[Exercise prompt]: Reproduce the material below character for character, omitting the pictures.

[Given data]:
%%

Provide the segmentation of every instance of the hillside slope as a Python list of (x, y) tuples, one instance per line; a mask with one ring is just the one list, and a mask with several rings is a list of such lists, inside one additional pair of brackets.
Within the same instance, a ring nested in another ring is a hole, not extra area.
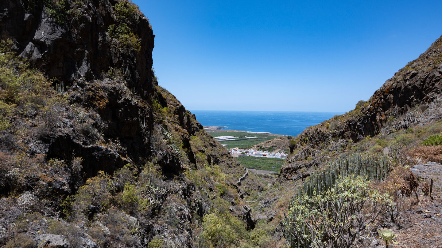
[[(419, 58), (408, 63), (356, 108), (305, 129), (296, 138), (294, 150), (279, 179), (298, 179), (302, 168), (320, 165), (366, 137), (388, 135), (442, 116), (442, 37)], [(419, 107), (420, 106), (420, 107)], [(418, 109), (422, 111), (414, 111)]]
[(0, 246), (193, 247), (203, 224), (232, 243), (253, 228), (244, 168), (158, 86), (154, 36), (125, 0), (0, 3)]

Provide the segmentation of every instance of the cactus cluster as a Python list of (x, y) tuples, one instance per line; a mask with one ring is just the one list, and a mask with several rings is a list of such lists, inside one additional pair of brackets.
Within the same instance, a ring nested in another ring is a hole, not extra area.
[(380, 181), (390, 170), (388, 158), (377, 154), (355, 154), (330, 162), (323, 170), (312, 175), (298, 188), (297, 195), (306, 194), (311, 197), (332, 187), (339, 176), (351, 174), (365, 177), (371, 181)]
[(371, 189), (365, 177), (339, 176), (325, 192), (293, 198), (283, 220), (284, 236), (290, 248), (352, 248), (392, 202)]

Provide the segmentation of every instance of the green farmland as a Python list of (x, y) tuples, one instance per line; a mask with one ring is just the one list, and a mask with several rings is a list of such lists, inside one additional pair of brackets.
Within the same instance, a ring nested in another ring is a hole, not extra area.
[[(223, 145), (227, 145), (228, 148), (239, 147), (244, 148), (248, 147), (252, 147), (263, 142), (266, 140), (278, 138), (278, 136), (273, 136), (269, 134), (251, 134), (244, 132), (211, 132), (212, 137), (218, 137), (220, 136), (234, 136), (238, 137), (234, 140), (221, 141), (220, 143)], [(245, 137), (253, 137), (256, 139), (249, 139)]]
[(279, 172), (281, 166), (284, 163), (284, 159), (282, 158), (240, 157), (236, 158), (236, 159), (241, 165), (246, 168), (270, 170), (275, 172)]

%%

[Correct response]:
Provide the segmentation of every instance of the hillside slope as a Python list of (x, y) tuples, one instance per line; a mask with one ring is just the one list, and a mask with several rings is a list of such lists, inside one additional pair of brackets.
Within the same instance, a ring nested in another ring is a hole, not extra area.
[[(419, 58), (408, 63), (356, 108), (305, 129), (296, 138), (294, 150), (279, 179), (298, 179), (302, 168), (320, 165), (366, 137), (388, 135), (442, 116), (442, 37)], [(419, 107), (420, 106), (420, 107)], [(418, 109), (422, 111), (414, 111)]]
[(0, 246), (193, 247), (203, 224), (232, 243), (253, 228), (244, 168), (158, 86), (154, 36), (125, 0), (0, 3)]

Provide the segmentation of every instance of the cactus cluster as a Python list of (x, y) tuples, one instance per line; a mask with one ring is just the one list, and a mask with several rings is a list of such lists, inside one additional pair of brackets.
Within the same instance, a ring nested in another ring is a hole, not extra area.
[(380, 181), (390, 170), (388, 158), (377, 154), (355, 154), (330, 162), (323, 170), (312, 175), (298, 188), (297, 195), (306, 194), (311, 197), (332, 187), (339, 176), (351, 174), (365, 177), (371, 181)]
[(371, 189), (365, 177), (339, 176), (325, 192), (293, 198), (283, 220), (284, 236), (290, 248), (352, 248), (392, 202)]

Provide the segmentation of every instance of the green farmland as a Python list of (x, y) tuples, one instance per line; a mask with one ring is just the one list, and a mask with several rings is a list of such lists, inside one additional pair of brackets.
Within the same instance, a ring nested in another ring is a hole, not extra area.
[[(223, 145), (227, 145), (228, 148), (239, 147), (244, 148), (248, 147), (252, 147), (263, 142), (266, 140), (278, 138), (278, 136), (273, 136), (269, 134), (251, 134), (244, 132), (211, 132), (212, 137), (218, 137), (220, 136), (234, 136), (238, 137), (234, 140), (221, 141), (220, 143)], [(245, 137), (253, 137), (256, 139), (249, 139)]]
[(279, 172), (281, 166), (284, 163), (284, 159), (282, 158), (240, 157), (236, 158), (236, 159), (241, 165), (246, 168), (270, 170), (275, 172)]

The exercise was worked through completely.